» **WHAT TO WORK ON**:
Scan the records below for the line with "Pick out each instance of the house wall" and the line with "Pick out each instance of the brick". Repeat those two lines and every line between them exactly, and nothing else.

___

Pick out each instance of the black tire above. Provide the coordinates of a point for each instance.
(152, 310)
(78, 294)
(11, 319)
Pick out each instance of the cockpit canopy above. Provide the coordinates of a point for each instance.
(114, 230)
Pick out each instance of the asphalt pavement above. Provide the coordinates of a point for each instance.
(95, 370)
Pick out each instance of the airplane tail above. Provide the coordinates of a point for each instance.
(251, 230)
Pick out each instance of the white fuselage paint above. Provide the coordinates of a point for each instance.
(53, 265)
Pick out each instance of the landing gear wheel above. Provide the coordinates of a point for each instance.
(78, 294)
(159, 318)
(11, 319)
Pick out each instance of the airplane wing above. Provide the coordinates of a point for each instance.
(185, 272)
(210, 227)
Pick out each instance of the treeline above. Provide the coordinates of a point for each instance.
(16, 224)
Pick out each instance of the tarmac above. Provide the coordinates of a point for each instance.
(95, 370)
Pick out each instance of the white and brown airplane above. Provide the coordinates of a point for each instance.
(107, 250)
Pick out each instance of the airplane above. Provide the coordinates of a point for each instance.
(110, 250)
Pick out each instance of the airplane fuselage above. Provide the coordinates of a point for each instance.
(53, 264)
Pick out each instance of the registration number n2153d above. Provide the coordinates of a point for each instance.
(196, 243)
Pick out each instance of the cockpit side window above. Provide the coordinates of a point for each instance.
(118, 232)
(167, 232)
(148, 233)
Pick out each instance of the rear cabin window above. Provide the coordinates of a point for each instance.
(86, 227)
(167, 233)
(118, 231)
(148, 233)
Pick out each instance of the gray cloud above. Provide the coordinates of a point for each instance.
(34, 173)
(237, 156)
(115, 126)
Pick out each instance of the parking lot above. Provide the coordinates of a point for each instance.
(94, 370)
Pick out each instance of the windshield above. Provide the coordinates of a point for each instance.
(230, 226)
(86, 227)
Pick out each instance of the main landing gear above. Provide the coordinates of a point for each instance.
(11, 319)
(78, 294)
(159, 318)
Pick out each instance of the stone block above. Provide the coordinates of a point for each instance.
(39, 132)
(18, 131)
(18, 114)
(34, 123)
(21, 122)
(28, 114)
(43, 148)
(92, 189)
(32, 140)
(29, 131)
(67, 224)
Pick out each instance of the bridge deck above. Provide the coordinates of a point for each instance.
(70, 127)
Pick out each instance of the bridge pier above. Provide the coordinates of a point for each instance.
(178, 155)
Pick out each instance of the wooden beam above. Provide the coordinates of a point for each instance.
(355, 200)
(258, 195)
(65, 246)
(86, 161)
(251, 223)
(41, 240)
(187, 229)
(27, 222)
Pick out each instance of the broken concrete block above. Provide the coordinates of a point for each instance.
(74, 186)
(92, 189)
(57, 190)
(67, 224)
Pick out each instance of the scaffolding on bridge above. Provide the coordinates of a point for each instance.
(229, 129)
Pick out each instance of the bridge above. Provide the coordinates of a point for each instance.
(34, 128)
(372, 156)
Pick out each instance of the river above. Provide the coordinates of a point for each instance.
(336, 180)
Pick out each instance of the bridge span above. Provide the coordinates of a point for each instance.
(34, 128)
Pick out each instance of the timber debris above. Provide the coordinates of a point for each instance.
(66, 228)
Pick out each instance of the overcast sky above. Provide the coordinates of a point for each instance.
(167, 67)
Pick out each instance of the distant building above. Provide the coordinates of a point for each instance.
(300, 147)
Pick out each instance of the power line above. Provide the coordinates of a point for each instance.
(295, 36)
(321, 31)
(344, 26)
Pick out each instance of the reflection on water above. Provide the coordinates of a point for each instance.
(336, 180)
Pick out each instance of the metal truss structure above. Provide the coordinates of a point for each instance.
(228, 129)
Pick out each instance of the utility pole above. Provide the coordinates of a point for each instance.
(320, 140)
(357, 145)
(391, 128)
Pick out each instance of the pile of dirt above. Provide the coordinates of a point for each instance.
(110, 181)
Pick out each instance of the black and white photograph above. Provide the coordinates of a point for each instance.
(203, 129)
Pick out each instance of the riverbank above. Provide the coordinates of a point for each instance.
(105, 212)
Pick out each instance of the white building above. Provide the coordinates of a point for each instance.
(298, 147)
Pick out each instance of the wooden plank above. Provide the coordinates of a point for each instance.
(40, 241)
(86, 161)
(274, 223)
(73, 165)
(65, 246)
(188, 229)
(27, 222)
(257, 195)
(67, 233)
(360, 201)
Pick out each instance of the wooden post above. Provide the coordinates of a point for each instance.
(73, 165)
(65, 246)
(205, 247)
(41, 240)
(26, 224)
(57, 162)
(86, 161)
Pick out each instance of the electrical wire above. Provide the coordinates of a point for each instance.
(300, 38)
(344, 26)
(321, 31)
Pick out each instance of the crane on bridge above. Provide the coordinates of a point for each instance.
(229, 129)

___

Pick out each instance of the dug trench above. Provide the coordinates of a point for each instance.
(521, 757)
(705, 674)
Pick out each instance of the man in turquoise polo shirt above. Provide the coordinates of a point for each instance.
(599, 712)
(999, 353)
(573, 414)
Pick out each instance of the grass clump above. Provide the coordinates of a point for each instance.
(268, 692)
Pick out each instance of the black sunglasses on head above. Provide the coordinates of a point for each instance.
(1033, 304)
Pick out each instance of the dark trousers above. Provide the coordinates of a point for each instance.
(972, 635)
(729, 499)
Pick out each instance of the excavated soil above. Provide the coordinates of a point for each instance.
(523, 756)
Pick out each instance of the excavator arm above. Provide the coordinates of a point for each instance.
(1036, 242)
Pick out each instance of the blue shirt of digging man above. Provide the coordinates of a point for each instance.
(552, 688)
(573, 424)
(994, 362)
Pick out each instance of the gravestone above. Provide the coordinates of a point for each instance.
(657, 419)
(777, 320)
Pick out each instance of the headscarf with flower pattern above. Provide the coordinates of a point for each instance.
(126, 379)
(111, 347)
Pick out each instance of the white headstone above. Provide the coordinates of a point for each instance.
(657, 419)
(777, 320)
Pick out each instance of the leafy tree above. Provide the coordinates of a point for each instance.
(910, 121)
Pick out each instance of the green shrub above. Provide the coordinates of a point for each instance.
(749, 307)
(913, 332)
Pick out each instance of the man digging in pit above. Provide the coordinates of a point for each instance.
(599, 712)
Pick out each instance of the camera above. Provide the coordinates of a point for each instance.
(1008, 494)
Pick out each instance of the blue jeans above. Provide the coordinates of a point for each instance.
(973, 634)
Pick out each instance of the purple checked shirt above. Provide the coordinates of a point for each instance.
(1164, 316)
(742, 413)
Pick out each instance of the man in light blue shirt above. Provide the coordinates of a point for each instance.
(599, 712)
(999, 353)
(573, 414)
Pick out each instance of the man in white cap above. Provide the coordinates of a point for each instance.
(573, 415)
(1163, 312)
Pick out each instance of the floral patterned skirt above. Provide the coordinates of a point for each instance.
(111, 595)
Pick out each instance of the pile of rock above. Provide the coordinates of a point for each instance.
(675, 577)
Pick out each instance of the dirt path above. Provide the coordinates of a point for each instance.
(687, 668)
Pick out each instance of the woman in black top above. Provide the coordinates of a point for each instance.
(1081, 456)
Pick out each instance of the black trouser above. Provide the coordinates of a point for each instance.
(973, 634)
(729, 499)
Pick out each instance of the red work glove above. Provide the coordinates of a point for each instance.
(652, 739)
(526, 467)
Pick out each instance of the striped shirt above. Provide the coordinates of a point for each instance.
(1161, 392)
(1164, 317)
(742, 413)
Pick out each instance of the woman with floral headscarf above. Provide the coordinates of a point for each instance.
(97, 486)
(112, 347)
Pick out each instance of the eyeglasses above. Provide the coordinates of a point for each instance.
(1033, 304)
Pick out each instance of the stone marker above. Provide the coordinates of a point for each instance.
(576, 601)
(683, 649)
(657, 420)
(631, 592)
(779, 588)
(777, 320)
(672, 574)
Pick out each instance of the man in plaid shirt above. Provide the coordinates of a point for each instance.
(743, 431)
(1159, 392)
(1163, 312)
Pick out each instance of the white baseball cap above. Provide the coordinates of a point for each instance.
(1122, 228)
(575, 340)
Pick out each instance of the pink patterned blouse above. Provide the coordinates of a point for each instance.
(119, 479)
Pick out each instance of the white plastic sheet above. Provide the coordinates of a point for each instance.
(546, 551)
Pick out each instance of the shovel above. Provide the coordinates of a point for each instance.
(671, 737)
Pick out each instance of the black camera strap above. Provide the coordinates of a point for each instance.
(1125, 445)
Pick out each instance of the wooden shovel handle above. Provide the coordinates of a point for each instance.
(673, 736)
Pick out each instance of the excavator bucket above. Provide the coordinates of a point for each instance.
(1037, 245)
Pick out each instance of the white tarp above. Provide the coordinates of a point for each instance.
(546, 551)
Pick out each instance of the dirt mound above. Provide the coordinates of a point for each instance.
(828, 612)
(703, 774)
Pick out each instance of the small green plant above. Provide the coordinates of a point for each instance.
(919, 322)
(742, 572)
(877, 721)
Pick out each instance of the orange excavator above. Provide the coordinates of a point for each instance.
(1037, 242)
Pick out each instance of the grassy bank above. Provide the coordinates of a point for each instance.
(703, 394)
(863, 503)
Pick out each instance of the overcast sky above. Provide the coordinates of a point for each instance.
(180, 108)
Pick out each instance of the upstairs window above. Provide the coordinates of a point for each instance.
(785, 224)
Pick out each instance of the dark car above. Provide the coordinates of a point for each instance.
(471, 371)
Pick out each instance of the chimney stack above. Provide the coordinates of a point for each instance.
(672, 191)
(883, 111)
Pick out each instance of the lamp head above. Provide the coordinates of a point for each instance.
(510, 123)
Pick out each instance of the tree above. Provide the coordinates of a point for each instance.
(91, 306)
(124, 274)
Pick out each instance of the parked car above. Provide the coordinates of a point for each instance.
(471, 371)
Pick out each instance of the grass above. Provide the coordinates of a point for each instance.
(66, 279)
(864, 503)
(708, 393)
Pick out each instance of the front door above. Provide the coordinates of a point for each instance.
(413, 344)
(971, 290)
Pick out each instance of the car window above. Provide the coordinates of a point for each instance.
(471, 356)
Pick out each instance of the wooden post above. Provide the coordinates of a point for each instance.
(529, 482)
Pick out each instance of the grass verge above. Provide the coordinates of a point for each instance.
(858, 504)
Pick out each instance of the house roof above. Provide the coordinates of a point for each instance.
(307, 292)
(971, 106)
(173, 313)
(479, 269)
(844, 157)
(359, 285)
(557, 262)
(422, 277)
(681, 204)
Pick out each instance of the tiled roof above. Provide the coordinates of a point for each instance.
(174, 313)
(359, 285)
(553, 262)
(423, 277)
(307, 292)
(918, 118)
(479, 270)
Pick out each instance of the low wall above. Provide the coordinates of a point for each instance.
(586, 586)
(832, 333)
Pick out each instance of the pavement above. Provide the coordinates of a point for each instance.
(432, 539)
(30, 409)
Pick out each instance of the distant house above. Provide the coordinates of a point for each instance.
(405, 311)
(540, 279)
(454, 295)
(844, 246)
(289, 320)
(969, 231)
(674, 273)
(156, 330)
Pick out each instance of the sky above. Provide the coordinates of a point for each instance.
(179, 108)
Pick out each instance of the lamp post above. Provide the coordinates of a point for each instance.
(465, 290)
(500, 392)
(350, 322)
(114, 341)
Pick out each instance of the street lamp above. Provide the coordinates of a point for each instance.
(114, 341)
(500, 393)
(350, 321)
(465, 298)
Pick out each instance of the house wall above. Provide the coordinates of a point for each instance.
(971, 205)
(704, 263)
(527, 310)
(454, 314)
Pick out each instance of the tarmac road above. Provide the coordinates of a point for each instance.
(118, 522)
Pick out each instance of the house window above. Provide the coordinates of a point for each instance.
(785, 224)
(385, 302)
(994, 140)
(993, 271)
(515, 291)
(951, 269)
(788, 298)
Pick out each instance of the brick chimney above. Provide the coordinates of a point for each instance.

___

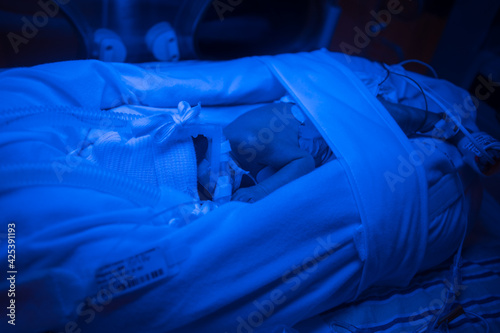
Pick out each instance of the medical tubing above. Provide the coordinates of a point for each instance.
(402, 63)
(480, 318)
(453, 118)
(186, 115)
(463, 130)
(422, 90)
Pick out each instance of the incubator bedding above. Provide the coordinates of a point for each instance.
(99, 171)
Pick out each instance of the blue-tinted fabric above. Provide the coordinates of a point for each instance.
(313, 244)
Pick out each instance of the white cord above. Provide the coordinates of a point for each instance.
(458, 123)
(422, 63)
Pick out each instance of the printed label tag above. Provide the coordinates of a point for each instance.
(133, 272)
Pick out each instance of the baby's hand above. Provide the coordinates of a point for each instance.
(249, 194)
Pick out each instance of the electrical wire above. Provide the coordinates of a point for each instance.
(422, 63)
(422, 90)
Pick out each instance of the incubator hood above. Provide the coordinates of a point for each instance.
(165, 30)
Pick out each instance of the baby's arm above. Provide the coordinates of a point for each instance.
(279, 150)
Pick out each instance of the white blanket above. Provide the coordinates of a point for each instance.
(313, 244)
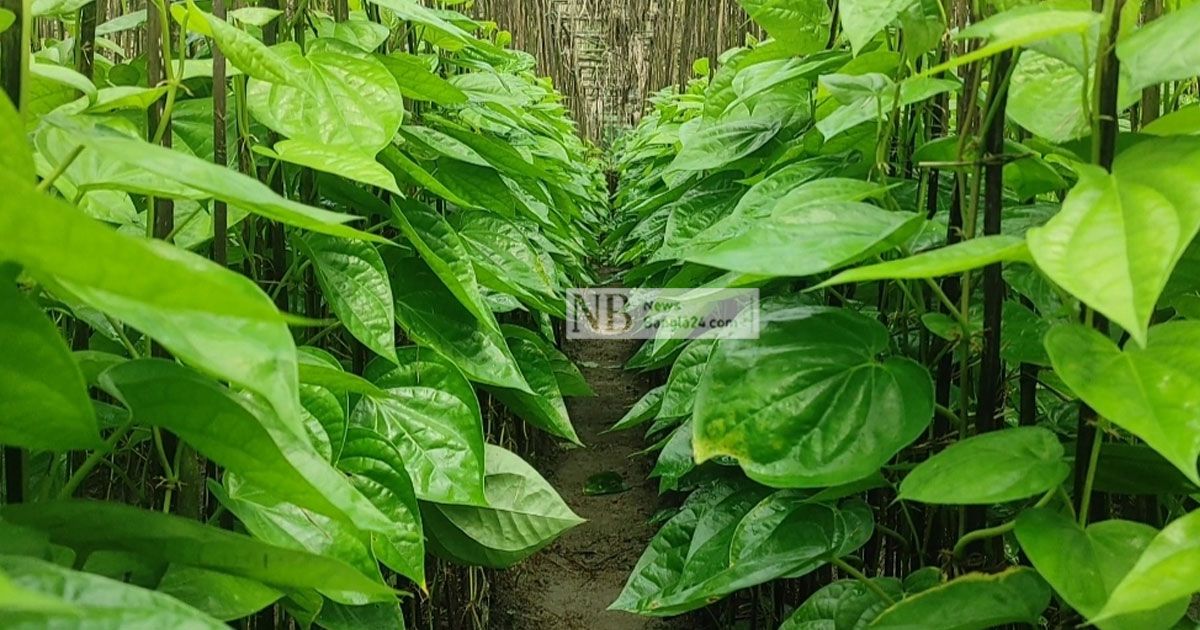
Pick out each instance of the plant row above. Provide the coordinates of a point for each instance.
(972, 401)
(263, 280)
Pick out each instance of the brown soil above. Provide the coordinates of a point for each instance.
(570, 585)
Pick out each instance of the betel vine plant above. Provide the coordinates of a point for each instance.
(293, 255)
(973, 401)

___

» **RESPONSE**:
Pick out each instance of the house wall above. Provide the coordinates of a point for each instance.
(971, 205)
(704, 263)
(527, 310)
(454, 314)
Pick out each instance of the tarmac road above. Provide the coordinates of a point for each instance.
(118, 522)
Pick out each instance of the house window above. Provide the coordinates of a point for each instance.
(785, 224)
(385, 302)
(994, 140)
(993, 271)
(515, 291)
(951, 269)
(788, 298)
Pick out each instance of the brick chimney above. Provide the coordinates of a point for each instance.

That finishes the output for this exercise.